**MATERIAL PROVIDED**

[START]

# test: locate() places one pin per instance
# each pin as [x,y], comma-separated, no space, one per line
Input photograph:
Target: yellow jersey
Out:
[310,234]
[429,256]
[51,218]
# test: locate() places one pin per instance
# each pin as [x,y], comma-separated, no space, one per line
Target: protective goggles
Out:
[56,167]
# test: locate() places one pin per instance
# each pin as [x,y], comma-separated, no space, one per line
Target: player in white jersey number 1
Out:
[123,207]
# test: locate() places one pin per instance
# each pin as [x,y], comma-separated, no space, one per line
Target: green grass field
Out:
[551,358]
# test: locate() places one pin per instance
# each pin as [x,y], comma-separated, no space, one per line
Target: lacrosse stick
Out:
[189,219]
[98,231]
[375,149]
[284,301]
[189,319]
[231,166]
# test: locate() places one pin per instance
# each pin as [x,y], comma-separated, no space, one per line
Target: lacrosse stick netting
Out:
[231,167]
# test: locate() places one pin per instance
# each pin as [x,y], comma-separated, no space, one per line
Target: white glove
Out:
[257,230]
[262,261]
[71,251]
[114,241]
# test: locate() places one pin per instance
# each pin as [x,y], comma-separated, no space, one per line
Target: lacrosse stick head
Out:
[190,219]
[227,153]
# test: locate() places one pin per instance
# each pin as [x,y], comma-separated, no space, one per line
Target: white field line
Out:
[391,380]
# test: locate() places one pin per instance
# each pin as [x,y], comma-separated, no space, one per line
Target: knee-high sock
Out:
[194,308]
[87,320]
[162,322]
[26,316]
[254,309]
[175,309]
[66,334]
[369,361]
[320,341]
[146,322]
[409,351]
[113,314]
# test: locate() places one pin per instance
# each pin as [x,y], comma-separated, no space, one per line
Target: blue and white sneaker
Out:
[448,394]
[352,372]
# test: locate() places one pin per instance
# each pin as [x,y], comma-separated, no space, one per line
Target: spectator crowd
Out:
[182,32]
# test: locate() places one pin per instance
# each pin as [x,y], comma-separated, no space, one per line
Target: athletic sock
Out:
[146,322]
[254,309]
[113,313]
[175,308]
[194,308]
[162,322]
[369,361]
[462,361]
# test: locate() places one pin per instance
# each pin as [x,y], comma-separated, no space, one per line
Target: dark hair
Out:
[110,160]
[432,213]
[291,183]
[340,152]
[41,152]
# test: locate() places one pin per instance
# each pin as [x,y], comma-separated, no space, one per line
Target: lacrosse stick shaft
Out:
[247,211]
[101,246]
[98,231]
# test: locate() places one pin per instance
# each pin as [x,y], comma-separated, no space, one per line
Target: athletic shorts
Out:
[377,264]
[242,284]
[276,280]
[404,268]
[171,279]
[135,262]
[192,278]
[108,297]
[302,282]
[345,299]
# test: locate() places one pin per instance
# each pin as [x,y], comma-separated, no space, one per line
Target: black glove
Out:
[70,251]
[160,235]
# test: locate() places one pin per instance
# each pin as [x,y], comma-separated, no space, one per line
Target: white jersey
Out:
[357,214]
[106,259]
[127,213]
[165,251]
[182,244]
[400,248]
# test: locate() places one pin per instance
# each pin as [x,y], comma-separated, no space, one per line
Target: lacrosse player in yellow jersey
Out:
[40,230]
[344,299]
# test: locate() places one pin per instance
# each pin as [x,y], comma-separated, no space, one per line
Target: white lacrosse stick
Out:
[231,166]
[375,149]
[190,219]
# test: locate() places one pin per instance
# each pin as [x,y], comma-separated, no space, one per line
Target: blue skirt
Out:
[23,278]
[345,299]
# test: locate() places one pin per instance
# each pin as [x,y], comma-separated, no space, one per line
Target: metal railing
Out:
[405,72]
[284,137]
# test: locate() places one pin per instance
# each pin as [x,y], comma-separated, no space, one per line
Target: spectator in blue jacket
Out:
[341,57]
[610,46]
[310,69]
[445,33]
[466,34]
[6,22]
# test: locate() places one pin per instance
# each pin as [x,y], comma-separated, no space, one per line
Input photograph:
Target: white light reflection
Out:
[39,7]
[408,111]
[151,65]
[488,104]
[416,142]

[END]

Exactly as written, please output every entry.

**WRITTEN SOLUTION**
# test: locate() places one pin per instance
# each pin as [x,y], comma-separated, no space, one per line
Input photograph:
Target: yellow jersey
Out:
[310,234]
[429,256]
[51,218]
# test: locate() places one pin per instance
# each pin as [x,y], comma-separated, no space, one per line
Target: protective goggles
Out:
[56,167]
# test: locate() places one pin per instance
# each pin as [x,y], comma-separated, no space, one per line
Target: player in white jersey number 1
Out:
[123,207]
# test: locate() places one pin per instance
# each pin as [x,y], comma-separated, no space, one per line
Target: green grass field
Out:
[551,358]
# test: locate() places one pin per instance
# each pin as [x,y], comma-separated, no space, one per line
Target: lacrosse stick
Out:
[189,219]
[98,231]
[375,149]
[284,301]
[189,319]
[231,166]
# test: locate() places one pin per instance
# each pin as [x,y], comma-separated, no space, one per line
Target: lacrosse stick netting
Out:
[231,167]
# test: locate() places one pin per instance
# each pin as [x,y], comma-separated, no space, one per line
Target: white glove
Out:
[257,230]
[262,261]
[71,251]
[114,241]
# test: locate() places one pin per instance
# each pin as [x,y], comma-separated, no space, one per line
Target: lacrosse stick head
Out:
[190,219]
[227,153]
# test: locate() places one pin per instance
# each pin as [x,y], comma-separated, no space, one per line
Target: white field line
Out:
[391,380]
# test: locate() places one pin per instance
# each pin as [x,y], comma-separated, no space, one per line
Target: knee-high sock
Out:
[194,308]
[87,320]
[162,322]
[26,316]
[254,309]
[175,309]
[66,334]
[369,361]
[320,341]
[146,322]
[409,351]
[113,314]
# test: locate() places one pin per instance
# each pin as [x,y], comma-separated, no space, one per line
Target: blue and white sneaker
Out:
[448,394]
[352,372]
# test: locate() places one pin per instance
# each pin as [x,y], comma-separated, no space, one per line
Target: spectator crowd
Out:
[182,32]
# test: locate() places one pin per instance
# each pin as [x,y], comma-separated, no space, one per line
Target: athletic sock
Out:
[146,322]
[254,309]
[113,313]
[175,308]
[194,308]
[162,322]
[369,361]
[462,361]
# test: locate() places one pin per instance
# each pin as [x,y], comma-separated, no space, one per line
Target: dark hair
Out:
[110,160]
[432,213]
[291,183]
[340,152]
[41,152]
# test: locate() places one pin per instance
# each pin as [x,y], comma-separated, no space, one per line
Target: lacrosse stick shaft
Out:
[247,211]
[101,246]
[98,231]
# test: locate() places one pin per instance
# each pin as [x,y], comma-separated, no space, one per line
Target: athletic shorts
Out:
[377,264]
[242,284]
[276,280]
[404,268]
[171,279]
[135,262]
[192,278]
[108,297]
[302,282]
[345,299]
# test: locate() places one pin per instance
# each pin as [x,y], comma-separated, no space, one per line
Target: black glove
Out:
[70,251]
[160,235]
# test: locate() places one pin per instance
# each pin as [x,y], comma-separated, no space, one per line
Target: white jersey
Out:
[357,214]
[106,259]
[127,213]
[165,251]
[182,244]
[400,248]
# test: locate() places one pin per instance
# each pin as [x,y], comma-separated, no space, one per line
Target: lacrosse player in yellow jersey
Out:
[40,230]
[344,299]
# test: locate() places one pin per instance
# each pin as [x,y], comma-separated, no space, one per line
Target: white lacrosse stick
Out:
[231,166]
[375,149]
[190,219]
# test: locate() places one pin per instance
# each pin as [x,y], comma-separated, no space, one per line
Target: blue skirt
Out:
[23,278]
[345,299]
# test: locate() places one pin per instance
# each pin as [x,y], comma-separated, no space, one per line
Target: metal railing
Out:
[405,72]
[284,137]
# test: locate() places one pin per instance
# each pin as [x,y], comma-separated, no space, one per line
Target: spectator in blue jacket
Out:
[341,57]
[610,46]
[310,69]
[445,33]
[466,34]
[6,22]
# test: locate() places one pin per instance
# each pin as [x,y], comma-separated, no space, one per line
Input photograph:
Target: white light reflection
Out:
[39,7]
[408,111]
[151,65]
[488,104]
[416,142]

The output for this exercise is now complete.